Short task A: Write out the passage on startups word for word, beginning at the words "Blank noticed that" and stopping after "to most startups.".
Short task B: Name every university where, according to the passage on startups, Steve Blank gave lectures.

Four Steps. Five Minutes.
Nine out of ten startups fail in the first year. Why? More important, what can we do to improve the odds? Entrepreneur Steve Blank might have an answer, expressed in his book The Four Steps to the Epiphany. Key points from the book are summarized here.
This presentation was created for Ignite Chicago. Ignite talks are special because speakers are required to present their thoughts in five minutes with slides that auto-advance every fifteen seconds. Thank you Stella Fayman and Tim Jahn for organizing the event.
About the Author of The Four Steps to the Epiphany
Steve Blank worked in, owned, or managed eight different silicon valley startups in the course of twenty years. His eighth startup was very successful; he was able to exit with enough money to retire. At that point, Blank began to reflect on the successes and failures of the various startups he had been involved with. Reflection led to lectures at Stanford, Berkeley, and Columbia. Notes from his lectures evolved into the book: The Four Steps to the Epiphany.
Blank noticed that startups went through predictable patterns of success or failure. Yes, there are multiple paths to failure, but there are fewer paths to success. Blank believes he has found a success path that applies to most startups.
Counter Example: Webvan
Sometimes it helps to explain an idea through counter example. Webvan was built to deliver groceries to people who ordered on the web. The problem? Webvan built software and warehouses before they had a reliable supply of customers. They were so confident of their future success that they spent close to one billion dollars building infrastructure. They ran out of money before they had customers.

Supplied data:
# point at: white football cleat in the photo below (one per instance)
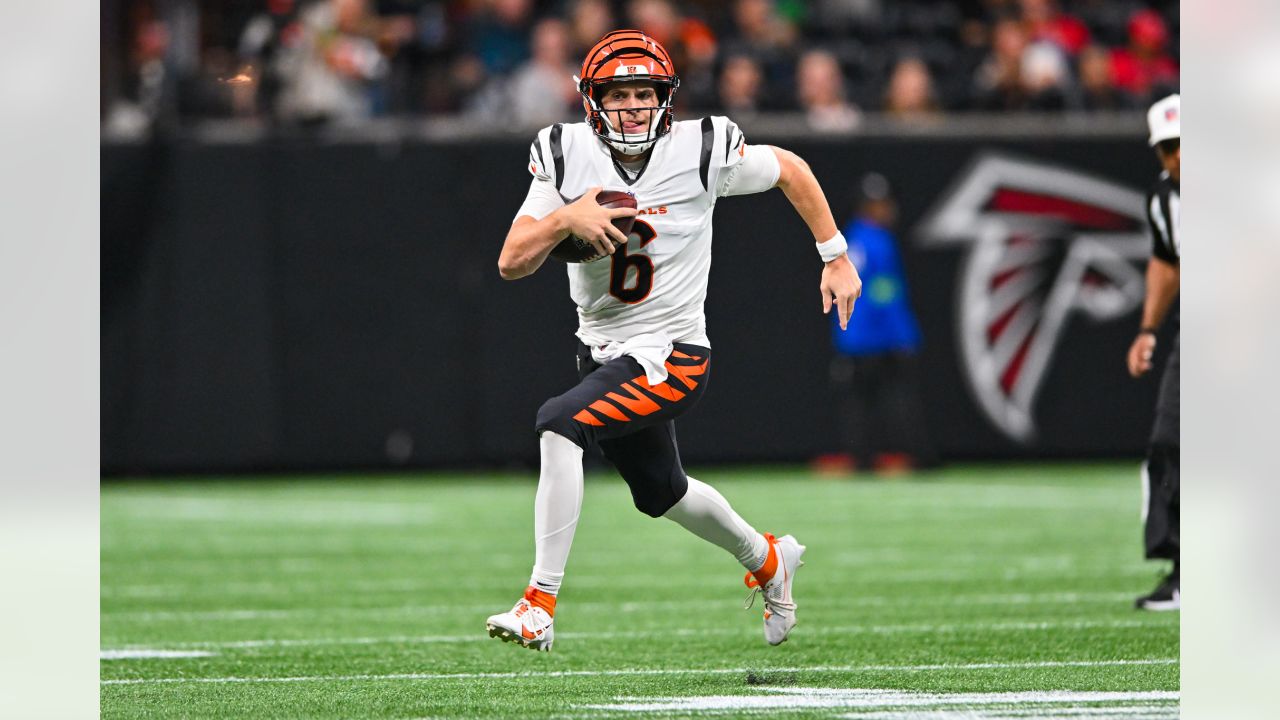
(526, 623)
(780, 609)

Full response A:
Blank noticed that startups went through predictable patterns of success or failure. Yes, there are multiple paths to failure, but there are fewer paths to success. Blank believes he has found a success path that applies to most startups.

Full response B: Stanford, Berkeley, and Columbia